▶ RECORDS FOR THE TASK
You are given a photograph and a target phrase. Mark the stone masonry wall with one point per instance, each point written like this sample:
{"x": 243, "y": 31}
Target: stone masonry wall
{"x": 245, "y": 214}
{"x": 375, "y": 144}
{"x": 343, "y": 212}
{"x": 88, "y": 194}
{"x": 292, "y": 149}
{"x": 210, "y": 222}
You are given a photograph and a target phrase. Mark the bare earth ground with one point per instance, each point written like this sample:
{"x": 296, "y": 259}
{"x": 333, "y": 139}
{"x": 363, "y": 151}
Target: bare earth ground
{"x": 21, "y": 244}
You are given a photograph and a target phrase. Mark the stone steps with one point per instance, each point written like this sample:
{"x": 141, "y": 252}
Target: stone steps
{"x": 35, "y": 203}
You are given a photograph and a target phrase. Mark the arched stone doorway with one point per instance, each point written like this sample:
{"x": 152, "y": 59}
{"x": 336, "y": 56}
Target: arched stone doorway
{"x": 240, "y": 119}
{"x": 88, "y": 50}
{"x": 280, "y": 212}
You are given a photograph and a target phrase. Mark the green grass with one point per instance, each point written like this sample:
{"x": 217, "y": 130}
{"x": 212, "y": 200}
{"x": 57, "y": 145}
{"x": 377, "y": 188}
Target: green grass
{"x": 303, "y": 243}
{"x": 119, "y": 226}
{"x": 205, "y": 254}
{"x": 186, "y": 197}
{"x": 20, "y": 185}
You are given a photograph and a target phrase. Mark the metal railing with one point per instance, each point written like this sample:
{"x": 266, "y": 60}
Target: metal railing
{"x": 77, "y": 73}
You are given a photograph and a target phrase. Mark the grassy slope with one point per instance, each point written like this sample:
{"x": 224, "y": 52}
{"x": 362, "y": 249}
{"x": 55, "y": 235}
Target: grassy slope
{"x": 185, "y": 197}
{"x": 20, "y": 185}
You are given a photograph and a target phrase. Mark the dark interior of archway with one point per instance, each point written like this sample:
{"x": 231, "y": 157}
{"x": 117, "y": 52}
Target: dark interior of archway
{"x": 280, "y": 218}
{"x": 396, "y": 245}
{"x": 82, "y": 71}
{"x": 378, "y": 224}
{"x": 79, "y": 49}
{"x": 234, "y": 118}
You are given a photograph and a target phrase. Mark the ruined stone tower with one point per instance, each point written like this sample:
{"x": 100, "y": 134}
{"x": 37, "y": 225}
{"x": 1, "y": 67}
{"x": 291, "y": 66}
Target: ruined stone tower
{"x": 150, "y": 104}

▶ WHAT IS BEING ASKED
Your task is to print all of the records exactly.

▶ SOLUTION TO THIS TASK
You are given a photograph and a target phrase. Mark the stone masonry wall with one point per instance, each point written like this sample:
{"x": 243, "y": 31}
Target: stone masonry wall
{"x": 245, "y": 214}
{"x": 375, "y": 144}
{"x": 343, "y": 212}
{"x": 88, "y": 194}
{"x": 292, "y": 149}
{"x": 210, "y": 222}
You are given a photograph and a target phrase. Mark the bare earth ground with one point per instance, each point written like this sample:
{"x": 296, "y": 259}
{"x": 333, "y": 139}
{"x": 363, "y": 151}
Target: bare earth ground
{"x": 21, "y": 244}
You are given a photograph and a target phrase. Mark the stone steps with one point per instance, each point written like this sample:
{"x": 141, "y": 252}
Target: stone steps
{"x": 35, "y": 203}
You are given a photograph and a target phrase. Mark the arched stone doorway with one point per instance, each point written like this sample:
{"x": 152, "y": 59}
{"x": 336, "y": 56}
Target: arched stone doorway
{"x": 240, "y": 119}
{"x": 88, "y": 50}
{"x": 280, "y": 212}
You are given a photograph and a target phrase. Mark the green grass with one point per instance, each point written like this sample:
{"x": 217, "y": 130}
{"x": 212, "y": 200}
{"x": 57, "y": 145}
{"x": 377, "y": 188}
Target: green grass
{"x": 303, "y": 243}
{"x": 119, "y": 226}
{"x": 205, "y": 254}
{"x": 186, "y": 197}
{"x": 20, "y": 185}
You are given a photograph and a target phrase. Mark the metal railing with one point per instance, each point written like this sample:
{"x": 266, "y": 60}
Target: metal railing
{"x": 77, "y": 73}
You are given a photograph and a target phrase. Mark the grassy slope with one point per instance, each point written like this sample:
{"x": 224, "y": 52}
{"x": 362, "y": 249}
{"x": 55, "y": 235}
Target: grassy slope
{"x": 185, "y": 197}
{"x": 20, "y": 185}
You are given a photograph and a target phrase. Mark the dark interior of archway with one point per instance, each point written like this sample:
{"x": 231, "y": 157}
{"x": 117, "y": 52}
Target: dark interior of archway
{"x": 280, "y": 218}
{"x": 396, "y": 245}
{"x": 82, "y": 71}
{"x": 378, "y": 224}
{"x": 79, "y": 49}
{"x": 234, "y": 118}
You are given a photograph and a target phrase. Mark the ruined stone tower with one point per instance, each point written like this sample:
{"x": 100, "y": 134}
{"x": 37, "y": 225}
{"x": 1, "y": 67}
{"x": 291, "y": 66}
Target: ruined stone tower
{"x": 150, "y": 104}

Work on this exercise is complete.